(PAGE EXCERPT begins)
By Faiz Alam, Researcher – Water Resources/Agricultural Water Management (IWMI) and Paul Pavelic, Senior Researcher – Hydrogeology (IWMI)

A scientist measuring the water collected from a pond created under the Underground Taming of Floods for irrigation (UTFI) Photo by Prashanth Vishwanathan / IWMI
A scientist measuring the water collected from a pond created under the Underground Taming of Floods for irrigation (UTFI). Photo by Prashanth Vishwanathan / IWMI

IWMI has conducted a global assessment of a means to better capture and store water from flooding for use in times of drought for the first time. A new IWMI Research Report titled, Underground Transfer of Floods for Irrigation (UTFI): Exploring the Potential at the Global Scale, identifies opportunities to use natural groundwater storage to provide more reliable water supplies, particularly in areas of water scarcity.

Of all natural disasters, floods and droughts are by far the most destructive, with annual costs globally in the last decade averaging US$ 40 billion per year. Under a ‘business as usual’ scenario the prospect of managing extremes in water availability does not look promising. By 2050 the UN’s World Water Development Report 2019, estimates that half the world’s population will regularly face periods of severe water stress while the United Nations University estimates the number of people affected by floods each year could reach 2 billion. There is urgent need to establish additional practical and scalable solutions to better manage water extremes to safeguard people at-risk from flood and droughts, and economies whose vulnerabilities are being exposed by Covid-19.

What if we could better capture and store regularly occurring high surface water flows for use in times of drought? While surface storage in dams has been used extensively and received much attention, the potential for harnessing the natural storage of aquifers has been explored less. This storage – similar to dams but typically larger and better distributed – can be used to capture excess surface runoff and make it available during dry periods, thus bringing about multiple social and environmental co-benefits in the process. Underground Transfer of Floods for Irrigation, or simply ‘UTFI’, is one means by which this may be achieved in landscapes that are flood and drought prone and have high dependency on groundwater for agriculture.

A global assessment of the potential for UTFI has been conducted for the first time using datasets on flood and drought frequency, economic losses and mortality along with available groundwater storage. The results show that areas of high potential for UTFI cover about 11% of global land area (1,580 Mha) which is home to half the world’s population (3.8 billion) and 40% of all croplands (622 million hectares). Areas of high UTFI potential include 197 cities with populations greater than 0.5 million people and also suggests scope in urban and peri-urban areas.

Global map of UTFI suitabilityGlobal map of UTFI suitability

South Asia, East Asia, Southeast Asia and Sub-Saharan Africa are examples of regions broadly identified with the highest UTFI potential; yet within any given country or region the potential may contrast greatly. A preliminary economic analysis in several river basins with good UTFI potential in Africa and Asia shows the benefits from flood mitigation and enhanced crop production are high if UTFI implementation is distributed on a sufficiently large scale.

What’s Next?
(PAGE EXCERPT ends)
(STUDY MATERIAL begins)
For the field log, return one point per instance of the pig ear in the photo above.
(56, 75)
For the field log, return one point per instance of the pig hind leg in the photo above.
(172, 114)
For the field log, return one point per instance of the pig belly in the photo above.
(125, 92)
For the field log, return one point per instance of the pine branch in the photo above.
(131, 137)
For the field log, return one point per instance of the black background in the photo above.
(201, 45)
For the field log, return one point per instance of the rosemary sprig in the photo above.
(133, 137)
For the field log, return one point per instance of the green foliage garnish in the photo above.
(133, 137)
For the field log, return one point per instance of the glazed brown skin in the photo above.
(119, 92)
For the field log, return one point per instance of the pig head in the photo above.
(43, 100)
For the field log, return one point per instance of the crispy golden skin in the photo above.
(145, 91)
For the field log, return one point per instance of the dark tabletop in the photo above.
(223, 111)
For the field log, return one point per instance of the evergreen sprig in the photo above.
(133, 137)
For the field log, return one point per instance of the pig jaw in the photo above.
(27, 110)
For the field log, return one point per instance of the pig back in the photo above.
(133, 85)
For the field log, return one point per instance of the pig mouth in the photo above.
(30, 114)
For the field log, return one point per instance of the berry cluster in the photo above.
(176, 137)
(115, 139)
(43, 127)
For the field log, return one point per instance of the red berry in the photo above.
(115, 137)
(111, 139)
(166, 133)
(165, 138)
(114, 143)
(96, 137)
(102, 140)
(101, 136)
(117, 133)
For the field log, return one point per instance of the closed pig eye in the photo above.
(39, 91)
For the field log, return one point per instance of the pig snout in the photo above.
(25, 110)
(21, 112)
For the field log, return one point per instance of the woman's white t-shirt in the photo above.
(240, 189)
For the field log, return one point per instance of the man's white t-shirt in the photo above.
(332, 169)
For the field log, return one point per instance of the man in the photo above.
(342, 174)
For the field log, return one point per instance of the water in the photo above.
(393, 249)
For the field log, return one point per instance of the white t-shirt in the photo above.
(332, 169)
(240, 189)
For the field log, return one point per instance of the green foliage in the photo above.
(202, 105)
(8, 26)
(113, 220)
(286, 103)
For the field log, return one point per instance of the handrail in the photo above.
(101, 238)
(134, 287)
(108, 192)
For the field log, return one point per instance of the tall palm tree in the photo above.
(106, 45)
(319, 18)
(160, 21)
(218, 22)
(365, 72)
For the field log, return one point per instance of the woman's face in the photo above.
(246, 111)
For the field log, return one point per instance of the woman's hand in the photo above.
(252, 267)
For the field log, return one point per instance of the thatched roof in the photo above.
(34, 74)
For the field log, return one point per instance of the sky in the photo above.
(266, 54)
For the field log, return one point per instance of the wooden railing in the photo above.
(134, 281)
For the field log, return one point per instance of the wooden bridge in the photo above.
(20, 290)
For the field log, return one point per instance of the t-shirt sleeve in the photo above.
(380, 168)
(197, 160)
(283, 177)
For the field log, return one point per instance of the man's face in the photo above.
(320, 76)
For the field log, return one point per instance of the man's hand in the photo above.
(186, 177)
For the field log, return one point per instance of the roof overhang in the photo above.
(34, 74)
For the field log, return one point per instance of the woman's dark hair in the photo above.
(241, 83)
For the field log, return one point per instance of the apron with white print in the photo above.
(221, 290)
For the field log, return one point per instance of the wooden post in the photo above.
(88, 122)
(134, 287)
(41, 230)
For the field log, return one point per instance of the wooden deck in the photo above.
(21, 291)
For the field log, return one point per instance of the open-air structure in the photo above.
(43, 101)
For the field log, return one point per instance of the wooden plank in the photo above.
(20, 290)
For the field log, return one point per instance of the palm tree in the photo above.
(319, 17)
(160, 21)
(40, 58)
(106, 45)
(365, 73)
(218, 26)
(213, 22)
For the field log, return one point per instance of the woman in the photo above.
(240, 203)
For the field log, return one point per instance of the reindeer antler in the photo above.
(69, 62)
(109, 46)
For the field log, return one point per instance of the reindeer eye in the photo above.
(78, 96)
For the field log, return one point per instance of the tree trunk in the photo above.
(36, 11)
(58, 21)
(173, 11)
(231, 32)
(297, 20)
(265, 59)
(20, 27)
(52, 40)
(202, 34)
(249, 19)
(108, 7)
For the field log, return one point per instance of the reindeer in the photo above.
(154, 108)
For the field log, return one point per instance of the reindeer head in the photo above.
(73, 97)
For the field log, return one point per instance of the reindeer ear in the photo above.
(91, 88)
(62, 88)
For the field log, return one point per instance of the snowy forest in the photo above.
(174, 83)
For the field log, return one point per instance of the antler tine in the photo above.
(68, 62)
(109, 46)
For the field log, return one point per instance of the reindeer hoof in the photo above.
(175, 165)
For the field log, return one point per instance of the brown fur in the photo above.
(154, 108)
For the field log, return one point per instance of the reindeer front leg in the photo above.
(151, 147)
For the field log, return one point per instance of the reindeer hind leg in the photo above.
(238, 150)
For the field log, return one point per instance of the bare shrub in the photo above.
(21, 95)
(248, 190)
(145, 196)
(STUDY MATERIAL ends)
* _WHAT TO DO_
1. How would you render this sentence from the UTFI article in Spanish: "Under a ‘business as usual’ scenario the prospect of managing extremes in water availability does not look promising."
2. In one to three sentences, what reason does the UTFI article give for the urgent need to establish additional practical and scalable solutions?
3. Switch "river basins" to "watersheds" in the UTFI article, starting at "Global map of UTFI suitabilityGlobal" and ending at "What’s Next?".
These data come from a separate source.

* _SOLUTIONS BY TASK_
1. En un escenario de «todo sigue igual», la perspectiva de gestionar los extremos en la disponibilidad de agua no parece prometedora.

2. Such solutions are needed to better manage water extremes and safeguard people at risk from floods and droughts, along with economies whose vulnerabilities are being exposed by Covid-19. The need follows from estimates that by 2050 half the world's population will regularly face severe water stress and that the number of people affected by floods each year could reach 2 billion.

3.
Global map of UTFI suitabilityGlobal map of UTFI suitability

South Asia, East Asia, Southeast Asia and Sub-Saharan Africa are examples of regions broadly identified with the highest UTFI potential; yet within any given country or region the potential may contrast greatly. A preliminary economic analysis in several watersheds with good UTFI potential in Africa and Asia shows the benefits from flood mitigation and enhanced crop production are high if UTFI implementation is distributed on a sufficiently large scale.

What’s Next?